Redigé par Jean Jill Mazuru
Le 17 mai 2023 à 10:14

Dans les coulisses du Soudan, une bataille sanglante oppose deux généraux, mettant en lumière le clivage entre les populations qui, historiquement, monopolisent le pouvoir et les ressources et les composantes les plus marginalisées de cet échiquier ethnique, selon des spécialistes.

D’un côté, le Général Abdel Fattah al-Burhane, soldat de carrière terne, natif du nord de Khartoum. De l’autre, le Général Mohamed Hamdane Daglo, commandant haut en couleur des Forces de Soutien Rapide (RSF), apparu en tant que chef de la milice Janjaweed au Darfour, situé à la frontière occidentale du Tchad. Ce dernier est raillé dans la capitale pour son accent provincial.

La société politique soudanaise est centrée sur la vallée du Nil.

Cette guerre est également le fruit du bouleversement économique et social que connaît le Soudan, que les gouvernements de Khartoum ont ignoré, compte tenu de la dichotomie entre la vallée du Nil, où se trouve Khartoum, dit le « Soudan utile » et où est parlé l’Anglais, et le reste du pays.

Mais aujourd’hui, ce sont ces régions périphériques qui regorgent de potentiel, référence faite notamment aux mines d’or du Darfour, grâce auxquelles le Général Daglo, surnommé "Hemedti", a bâti un empire économique et commercial.

Enrichies par ces trésors, les RSF ne sont plus une milice de fortune mais une force de combat efficace et bien entraînée, capable de rivaliser avec l’armée soudanaise sur le plan militaire et représentant désormais une menace pour ses ambitions politiques et économiques, résume le centre de recherche Rift Valley Institute, basé au Soudan, dans une note publiée le lundi 15 mai 2023.

Le conflit actuel constitue une lutte entre l’élite militaro-politique établie au centre du pays et une élite militarisée émergente du Darfour pour le contrôle de l’État et une nouvelle phase de la lutte entre le centre et la périphérie", constatent les experts de la région.

"Il y a beaucoup de lignes de faille" entre les deux camps, note Kholood Khair, fondatrice du think tank Confluence Advisory basé à Khartoum. "Hemedti est ainsi décrit comme un intrus du Darfour dans un Khartoum plus cosmopolite."

Avant le conflit, les FSR ont réussi à faire passer le message qu’elles se battaient pour la démocratie et au nom de toutes les populations marginalisées du Soudan". On évoque aussi le recrutement massif par "Hemedti, l’un des meilleurs employeurs du pays" grâce à sa fortune, dans des régions "historiquement marginalisées par Khartoum".

_Exercice A:_ Citez le passage de l'article sur le Soudan qui commence par « D’un côté, le » et va jusqu'à « vallée du Nil. ».
L'article et les enregistrements sont deux sources distinctes, sans lien entre elles.

_Lignes de données:_
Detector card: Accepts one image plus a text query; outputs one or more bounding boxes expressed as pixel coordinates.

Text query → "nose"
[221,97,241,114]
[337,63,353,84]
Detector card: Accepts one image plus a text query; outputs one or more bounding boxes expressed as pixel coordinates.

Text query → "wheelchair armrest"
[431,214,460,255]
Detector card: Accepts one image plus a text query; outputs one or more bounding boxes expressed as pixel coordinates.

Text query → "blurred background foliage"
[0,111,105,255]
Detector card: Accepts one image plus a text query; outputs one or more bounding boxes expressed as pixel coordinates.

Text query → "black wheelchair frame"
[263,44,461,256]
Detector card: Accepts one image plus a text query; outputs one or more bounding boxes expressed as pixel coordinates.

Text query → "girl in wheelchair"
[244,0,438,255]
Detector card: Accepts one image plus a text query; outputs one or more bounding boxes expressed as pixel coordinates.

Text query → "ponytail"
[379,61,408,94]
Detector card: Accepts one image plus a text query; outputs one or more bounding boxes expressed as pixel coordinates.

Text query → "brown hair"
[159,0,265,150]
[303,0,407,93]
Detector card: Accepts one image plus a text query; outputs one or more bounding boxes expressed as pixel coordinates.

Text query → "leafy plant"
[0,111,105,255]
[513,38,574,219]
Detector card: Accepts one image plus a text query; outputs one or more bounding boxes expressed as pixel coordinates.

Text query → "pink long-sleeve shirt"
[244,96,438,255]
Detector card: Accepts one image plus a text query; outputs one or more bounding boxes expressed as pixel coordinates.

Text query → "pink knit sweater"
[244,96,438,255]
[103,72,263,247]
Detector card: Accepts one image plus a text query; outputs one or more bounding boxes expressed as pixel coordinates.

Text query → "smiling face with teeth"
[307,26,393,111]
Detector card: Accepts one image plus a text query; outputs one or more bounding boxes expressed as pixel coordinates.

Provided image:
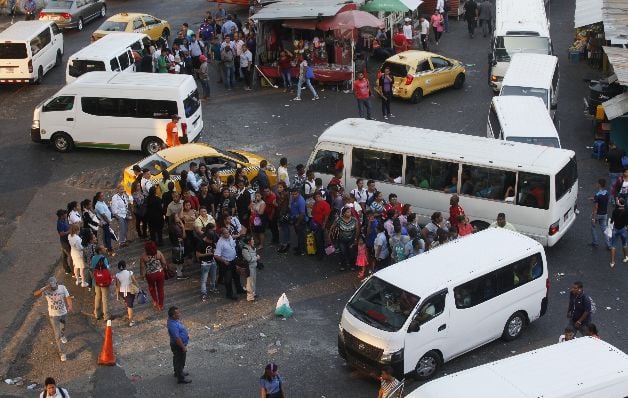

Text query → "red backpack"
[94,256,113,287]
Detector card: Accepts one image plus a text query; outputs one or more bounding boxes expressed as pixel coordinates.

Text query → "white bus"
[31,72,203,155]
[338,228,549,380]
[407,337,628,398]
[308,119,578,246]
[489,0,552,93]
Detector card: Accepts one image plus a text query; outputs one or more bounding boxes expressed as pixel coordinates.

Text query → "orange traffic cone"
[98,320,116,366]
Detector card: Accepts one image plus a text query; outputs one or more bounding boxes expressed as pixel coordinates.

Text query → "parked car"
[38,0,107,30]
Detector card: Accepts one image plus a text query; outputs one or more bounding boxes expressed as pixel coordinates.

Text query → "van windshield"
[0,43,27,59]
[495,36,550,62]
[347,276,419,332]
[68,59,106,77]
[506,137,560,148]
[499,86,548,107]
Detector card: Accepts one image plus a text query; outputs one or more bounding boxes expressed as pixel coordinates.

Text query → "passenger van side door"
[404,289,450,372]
---
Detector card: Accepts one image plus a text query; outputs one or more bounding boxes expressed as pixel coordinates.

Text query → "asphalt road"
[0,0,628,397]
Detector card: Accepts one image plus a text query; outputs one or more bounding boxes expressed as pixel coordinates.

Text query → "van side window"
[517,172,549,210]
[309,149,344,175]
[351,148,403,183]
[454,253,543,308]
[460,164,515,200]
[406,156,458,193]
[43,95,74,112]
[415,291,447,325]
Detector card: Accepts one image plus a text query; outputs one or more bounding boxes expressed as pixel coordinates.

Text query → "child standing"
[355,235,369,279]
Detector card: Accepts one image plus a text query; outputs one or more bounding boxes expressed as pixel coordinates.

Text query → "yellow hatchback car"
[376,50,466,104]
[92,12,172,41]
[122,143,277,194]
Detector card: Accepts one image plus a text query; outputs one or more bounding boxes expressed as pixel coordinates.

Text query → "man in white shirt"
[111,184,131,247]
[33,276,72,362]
---
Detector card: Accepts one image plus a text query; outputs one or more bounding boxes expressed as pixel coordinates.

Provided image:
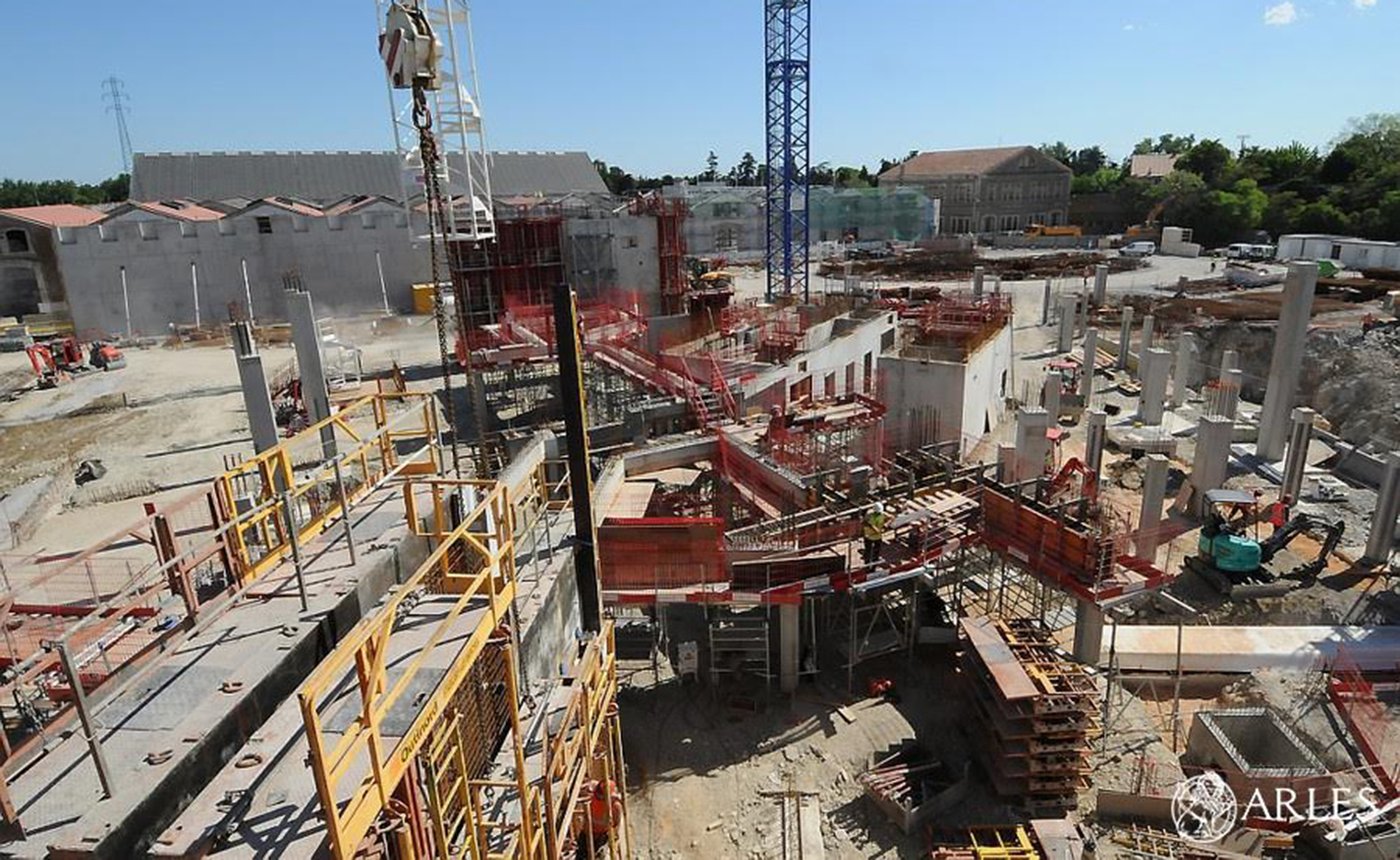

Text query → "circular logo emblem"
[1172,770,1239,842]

_Exercice B:_ Trouvez chaque ligne des enregistrements qui contient la chaîne « side » ; la casse compte.

_Réponse correcte A:_
D’un côté, le Général Abdel Fattah al-Burhane, soldat de carrière terne, natif du nord de Khartoum. De l’autre, le Général Mohamed Hamdane Daglo, commandant haut en couleur des Forces de Soutien Rapide (RSF), apparu en tant que chef de la milice Janjaweed au Darfour, situé à la frontière occidentale du Tchad. Ce dernier est raillé dans la capitale pour son accent provincial.

La société politique soudanaise est centrée sur la vallée du Nil.

_Réponse correcte B:_
Text query → "passenger van side door"
Text query → "van side window"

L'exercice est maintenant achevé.